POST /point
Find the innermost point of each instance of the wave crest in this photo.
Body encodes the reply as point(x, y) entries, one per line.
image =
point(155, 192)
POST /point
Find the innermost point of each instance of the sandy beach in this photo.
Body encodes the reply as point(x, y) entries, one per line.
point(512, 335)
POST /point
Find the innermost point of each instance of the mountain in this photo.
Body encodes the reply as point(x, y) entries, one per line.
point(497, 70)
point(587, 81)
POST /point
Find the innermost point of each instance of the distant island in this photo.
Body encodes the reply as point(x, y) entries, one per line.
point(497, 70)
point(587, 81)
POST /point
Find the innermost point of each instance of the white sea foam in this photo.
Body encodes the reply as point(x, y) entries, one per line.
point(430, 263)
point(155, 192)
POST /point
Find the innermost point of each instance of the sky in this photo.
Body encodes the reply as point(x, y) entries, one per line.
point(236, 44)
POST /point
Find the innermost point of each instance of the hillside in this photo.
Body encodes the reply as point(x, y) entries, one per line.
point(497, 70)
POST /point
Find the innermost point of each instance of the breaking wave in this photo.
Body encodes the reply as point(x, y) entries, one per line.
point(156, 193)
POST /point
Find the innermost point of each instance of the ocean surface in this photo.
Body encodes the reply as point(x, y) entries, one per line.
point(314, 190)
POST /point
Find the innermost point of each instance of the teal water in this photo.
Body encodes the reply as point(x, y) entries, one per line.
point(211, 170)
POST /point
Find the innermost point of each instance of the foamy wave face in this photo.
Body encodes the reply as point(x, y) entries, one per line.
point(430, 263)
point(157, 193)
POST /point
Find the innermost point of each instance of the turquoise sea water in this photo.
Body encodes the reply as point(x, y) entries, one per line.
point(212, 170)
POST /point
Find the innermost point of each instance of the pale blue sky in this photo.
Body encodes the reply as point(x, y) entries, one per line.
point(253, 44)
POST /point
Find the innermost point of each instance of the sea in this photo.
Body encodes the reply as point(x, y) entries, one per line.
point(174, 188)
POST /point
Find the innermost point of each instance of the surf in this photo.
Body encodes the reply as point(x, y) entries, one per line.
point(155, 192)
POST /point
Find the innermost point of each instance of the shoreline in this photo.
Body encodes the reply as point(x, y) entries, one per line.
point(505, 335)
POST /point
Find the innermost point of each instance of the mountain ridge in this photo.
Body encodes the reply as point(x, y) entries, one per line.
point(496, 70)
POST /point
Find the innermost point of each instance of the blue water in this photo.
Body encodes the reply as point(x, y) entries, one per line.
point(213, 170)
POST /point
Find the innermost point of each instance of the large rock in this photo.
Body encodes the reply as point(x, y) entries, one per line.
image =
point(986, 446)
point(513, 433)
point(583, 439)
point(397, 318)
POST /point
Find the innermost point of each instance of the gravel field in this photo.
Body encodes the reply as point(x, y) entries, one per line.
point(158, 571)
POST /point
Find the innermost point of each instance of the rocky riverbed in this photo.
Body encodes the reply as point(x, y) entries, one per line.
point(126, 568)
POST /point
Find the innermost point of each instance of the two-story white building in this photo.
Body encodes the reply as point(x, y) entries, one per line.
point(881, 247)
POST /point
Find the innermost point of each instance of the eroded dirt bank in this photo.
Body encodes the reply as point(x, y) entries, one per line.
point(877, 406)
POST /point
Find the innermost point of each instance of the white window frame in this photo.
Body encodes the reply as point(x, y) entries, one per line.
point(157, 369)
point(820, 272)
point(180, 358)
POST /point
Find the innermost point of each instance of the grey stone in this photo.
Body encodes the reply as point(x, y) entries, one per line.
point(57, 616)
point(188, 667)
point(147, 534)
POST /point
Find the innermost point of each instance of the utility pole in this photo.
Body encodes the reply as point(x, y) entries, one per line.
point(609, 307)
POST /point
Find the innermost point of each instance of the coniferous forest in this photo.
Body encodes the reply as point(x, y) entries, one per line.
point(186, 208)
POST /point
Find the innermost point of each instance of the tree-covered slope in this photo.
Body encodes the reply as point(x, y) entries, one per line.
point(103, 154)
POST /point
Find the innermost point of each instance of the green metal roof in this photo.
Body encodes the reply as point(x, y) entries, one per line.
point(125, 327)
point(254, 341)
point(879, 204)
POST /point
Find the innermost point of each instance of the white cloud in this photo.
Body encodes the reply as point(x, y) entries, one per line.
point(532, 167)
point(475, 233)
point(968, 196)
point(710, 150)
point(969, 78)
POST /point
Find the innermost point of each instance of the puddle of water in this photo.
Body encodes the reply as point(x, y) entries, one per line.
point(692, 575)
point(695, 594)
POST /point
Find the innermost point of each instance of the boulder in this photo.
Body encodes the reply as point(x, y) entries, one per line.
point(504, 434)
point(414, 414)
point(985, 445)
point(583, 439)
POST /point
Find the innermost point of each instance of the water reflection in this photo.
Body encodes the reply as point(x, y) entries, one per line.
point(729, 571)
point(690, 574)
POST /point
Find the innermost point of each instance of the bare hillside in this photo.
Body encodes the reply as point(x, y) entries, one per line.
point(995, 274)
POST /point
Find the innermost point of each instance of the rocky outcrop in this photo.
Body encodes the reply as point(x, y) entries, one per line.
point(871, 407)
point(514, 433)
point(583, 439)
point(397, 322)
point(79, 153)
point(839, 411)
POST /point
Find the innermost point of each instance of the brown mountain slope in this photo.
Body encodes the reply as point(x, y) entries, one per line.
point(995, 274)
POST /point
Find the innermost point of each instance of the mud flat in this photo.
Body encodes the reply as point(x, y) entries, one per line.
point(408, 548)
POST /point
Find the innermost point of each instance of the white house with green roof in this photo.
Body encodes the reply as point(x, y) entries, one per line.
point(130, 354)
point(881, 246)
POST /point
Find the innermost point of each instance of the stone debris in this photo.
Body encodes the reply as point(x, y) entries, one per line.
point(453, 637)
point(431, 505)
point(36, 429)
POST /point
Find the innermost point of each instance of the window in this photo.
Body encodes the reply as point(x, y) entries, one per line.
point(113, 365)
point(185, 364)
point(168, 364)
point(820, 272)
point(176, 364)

━━━━━━━━━━

■ **Prompt**
Extract the full set of entries word for word.

■ **Written response**
POST /point
Find the innermost point of each instance of the wave crest in this photo.
Body encodes the reply as point(x, y) entries, one per line.
image =
point(155, 192)
POST /point
Find the innermost point of each instance of the sandy beach in this photo.
Body encodes the reply as point(x, y) entries, one per line.
point(512, 335)
POST /point
Find the innermost point of each instance of the mountain in this photo.
Body encodes the reply as point(x, y) entries, one per line.
point(497, 70)
point(587, 81)
POST /point
Find the innermost point of each instance of the distant island in this photo.
Body encodes the reply as point(x, y) entries, one per line.
point(497, 70)
point(587, 81)
POST /point
Find the innermost point of each instance of the white sea foam in this photo.
Body encodes the reply as point(x, y) entries, one per line.
point(430, 263)
point(155, 192)
POST /point
Find the innermost point of each instance of the sky in this photo.
Body encodes the reply as point(x, y) entries, one per line.
point(236, 44)
POST /point
Find the innermost point of each instance of the hillside in this photo.
Body encodes the reply as point(x, y) entries, one per line.
point(497, 70)
POST /point
Find the innermost point of each instance of the breaking wave in this photo.
Body encodes the reply as point(x, y) entries, one per line.
point(156, 193)
POST /point
Find the innermost point of each instance of the ocean surface in this photo.
Body encodes the reply as point(x, y) entries, one per line.
point(314, 190)
POST /point
Find the innermost point of each instance of the teal water in this photo.
Body encodes the reply as point(x, y) entries, one per line.
point(211, 170)
POST /point
Find the innermost point of each instance of the foamy wave face in this photo.
Body encodes the reply as point(x, y) entries, one per line.
point(430, 263)
point(157, 193)
POST /point
Find the innermost point of each instance of the turquoise sea water in this photo.
Body encodes the reply as point(x, y) entries, one per line.
point(212, 170)
POST /point
Find the innermost point of each instance of the pale blue sky in this photo.
Body encodes the reply as point(x, y) entries, one per line.
point(253, 44)
POST /point
Find the innermost point of each instance of the sea in this photo.
Body encodes the reply as point(x, y) entries, one per line.
point(174, 188)
POST /point
Find the innermost point of each instance of the surf in this photo.
Body encodes the reply as point(x, y) entries, one per line.
point(155, 192)
POST /point
Find the innermost point of each instance of the shoreline in this photo.
Body encodes the reply as point(x, y) entries, one per line.
point(505, 335)
POST /point
Find the innermost point of each instance of the mountain ridge in this photo.
Body encodes the reply as point(x, y) entries, one per line.
point(496, 70)
POST /point
Find the innermost point of each instance of the blue water in this photo.
Body encodes the reply as point(x, y) entries, one per line.
point(213, 170)
POST /point
Find the innermost point of each instance of the large rock in this photo.
Body encodes the reply as point(x, y) entries, one per line.
image =
point(986, 446)
point(513, 433)
point(583, 439)
point(397, 318)
POST /point
Find the innermost point of each instance of the gravel field in this photo.
Body encodes the reply as point(x, y) entries, one per line.
point(158, 571)
POST /point
Find the innermost point of each instance of the rocky riverbed in this photo.
Body encodes the reply as point(x, y) entries, one per line.
point(126, 568)
POST /point
Find the innermost point of each instance of the two-story white building in this photo.
Body encodes the reply as point(x, y) entries, one per line.
point(881, 247)
POST /point
Find the innermost point of each instance of the eroded dirt bank in this photo.
Body encodes the reply as point(x, y) entries, one per line.
point(877, 406)
POST /point
Find the innermost point of each instance of the white window frame in this photo.
Body encodes the reply as point(x, y) entries, one per line.
point(157, 369)
point(820, 272)
point(180, 358)
POST /point
Find the innermost point of each instance of the grey stone in this photo.
Body encodes the reply as point(x, y) entries, one per line.
point(57, 616)
point(188, 667)
point(147, 534)
POST /point
Find the innermost point of each instance of the utility pole in this photo.
Body encodes the reply as point(x, y) entries, one per line.
point(609, 307)
POST /point
Find the innermost point of each instance of the coniferous forest in this photo.
Body encodes the reply as point(x, y) entries, one per line.
point(186, 208)
POST /point
Find the innermost point of each instance of the tree-covered slope in this photo.
Body encodes the reply as point(x, y) entries, one per line.
point(103, 154)
POST /point
Find the innermost point of each instance of the green metal roof in this photo.
Body encodes the reply as point(x, y) entries, one per line.
point(125, 327)
point(254, 341)
point(879, 204)
POST /point
Find the innermost point of each instance of the white cloud in this photo.
Body encodes the reply as point(x, y) entries, one per line.
point(532, 167)
point(475, 233)
point(968, 196)
point(710, 150)
point(969, 78)
POST /point
Find the innermost point of each instance of the puddle of water in this photo.
Body encodes the reply as point(x, y) entries, one per line.
point(692, 575)
point(695, 594)
POST /point
Find the innermost point of each instance of the boulder in this photo.
Body encodes the reply as point(x, y) entries, one per line.
point(504, 434)
point(414, 414)
point(985, 445)
point(583, 439)
POST /point
Find the innermost point of each instance of the water reflection in this photo.
Body encodes the reply as point(x, y) entries, one per line.
point(729, 571)
point(690, 574)
POST /point
Find the innermost point of each instance of the bare hillside in this photo.
Body encodes the reply as point(x, y) entries, one per line.
point(995, 274)
POST /point
Find the innermost point of each instance of the rocky outcrop in this photo.
Body encodes the reply as point(x, y) entries, one per line.
point(871, 407)
point(514, 433)
point(583, 439)
point(397, 322)
point(79, 153)
point(839, 411)
POST /point
Find the innermost point of each instance of the brown mountain slope in this photo.
Body encodes the reply as point(x, y) entries, one per line.
point(995, 274)
POST /point
Find the innermost point of each instance of the mud flat in this photo.
Body encodes the reply as point(x, y) entries, one per line.
point(408, 548)
POST /point
Find the innermost point of each instance of the white house with green roof in this photo.
Body encodes the reply as point(x, y) entries, one per line.
point(130, 354)
point(881, 246)
POST /point
Find the innermost point of each instance of the stone debris in this photo.
Body encodes the reply as point(x, y) entries, one per line.
point(453, 637)
point(431, 505)
point(36, 429)
POST /point
Find the innermost point of each instance of the window in this photo.
Body encodes the reply as point(x, y) entries, one per line.
point(113, 365)
point(185, 364)
point(168, 364)
point(820, 272)
point(176, 364)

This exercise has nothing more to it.